→ TEXT

Samples and populations

One of the key things that we want to do with statistics is to make inferences about populations from the information we get from samples. That is, we often want to make a judgement, or draw a conclusion, about an aspect of the population when all we have access to is a sample.

We’ll get to more formal definitions of populations and samples shortly, but first, let’s make things more concrete by introducing an example.

Let’s say you’re interested in the average height of people in the UK. The “easy” way to find an answer to this question is to measure all the people in the UK and then work out the average height. Doing this will give you the exact answer to your question. But if you can’t measure everyone in the UK, then what do you do?

One option is to select a smaller group, or subset, of people from the UK. You can then measure the height of people in this group, and then try to use this information to figure out plausible values for the average height of people in the UK.

In this example, the group (or groups) you’re making claims about is the population. You want to claims about the average height of people in the UK. And the sample is a subset of this population—the smaller group of people that you were eventually able to measure.

It’s important to note that there isn’t a single population. What counts as the population will depend on the claim you’re making. For example, let’s say I’m interested in testing the claim, “Do people in East Sussex show an interference effect on the Stroop task?”. Here the population would be people in East Sussex. If, however, I want to make claims about people in general, then the population might be all living humans. The sample is always going to be a subset of the population.

→ COLLECTED DATA
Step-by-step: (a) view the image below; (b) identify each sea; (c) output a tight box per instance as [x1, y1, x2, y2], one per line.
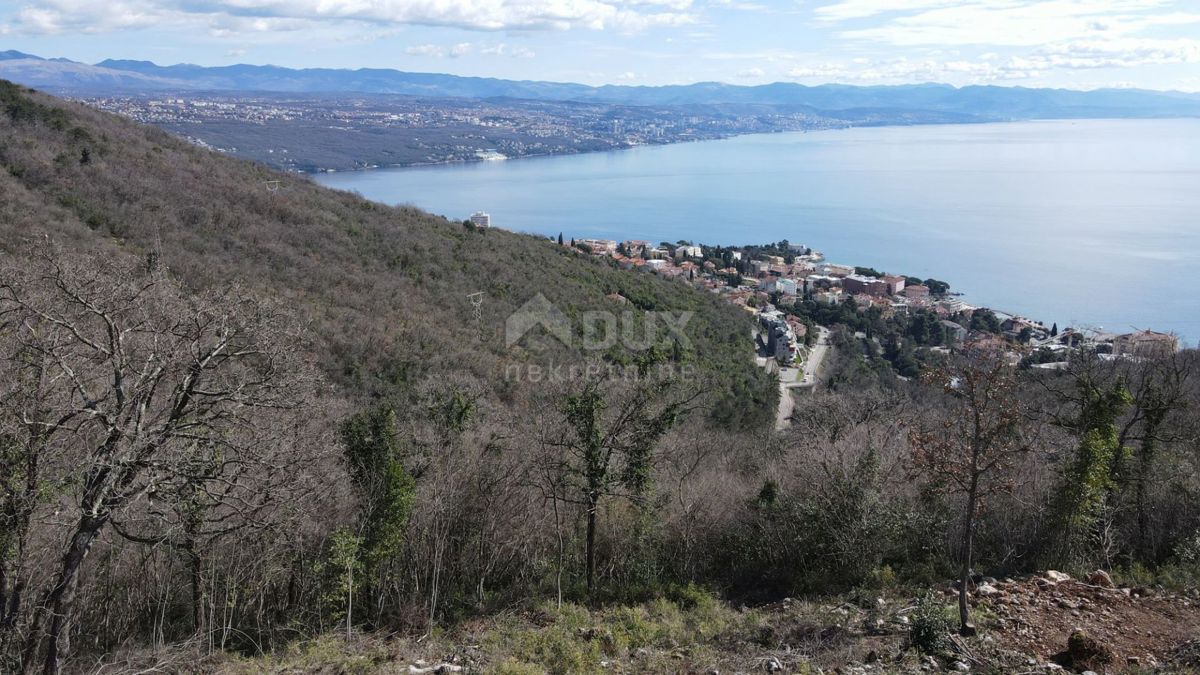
[314, 119, 1200, 346]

→ PROBLEM TO WORK ON
Extend the statistics text on samples and populations, picking up after its last sentence.

→ THE ANSWER
WEIRD samples

Researchers in psychology aren’t always explicit about which population they’re making inferences about. One might assume it to be something like "humans in general". But if this is the case, then the samples that psychological scientists study should be a subset of humans in general. However, several researchers have noted that the samples used in the vast majority of psychology research tend to be rather WEIRD. That is, the samples used in most published psychological science are drawn from Western, Educated, Industrialized, Rich, and Democratic (WEIRD) societies (Henrich, Heine, and Norenzayan 2010). The preponderance of WEIRD samples implies that researchers either assume that there is little variation across different population groups when it comes to the phenomena they’re studying, or that these samples are as representative of humans in general as any other group.

But is this true? Answering this question is difficult because it would plausibly be conditional on the nature of the research question or phenomenon being studied. For example, it seems plausible that there would be little variation across human populations when it comes to phenomena like low-level auditory and visual processing. However, it also seems plausible to expect to see more variation when it comes to phenomena like moral reasoning, where cultural practices may play a more prominent role. However, it is an empirical question—that is, it is a question that can only be answered by looking at the actual data. Unfortunately, the data required to answer these questions are sparse. However, the data that does exist suggests that there is probably more variation than people would expect, even when it comes to low-level phenomena like visual perception(Henrich, Heine, and Norenzayan 2010). In the past few years, there has been some movement to try and make samples in psychological research more diverse, but there is still a long way to go and, therefore, this is an issue worth bearing in mind.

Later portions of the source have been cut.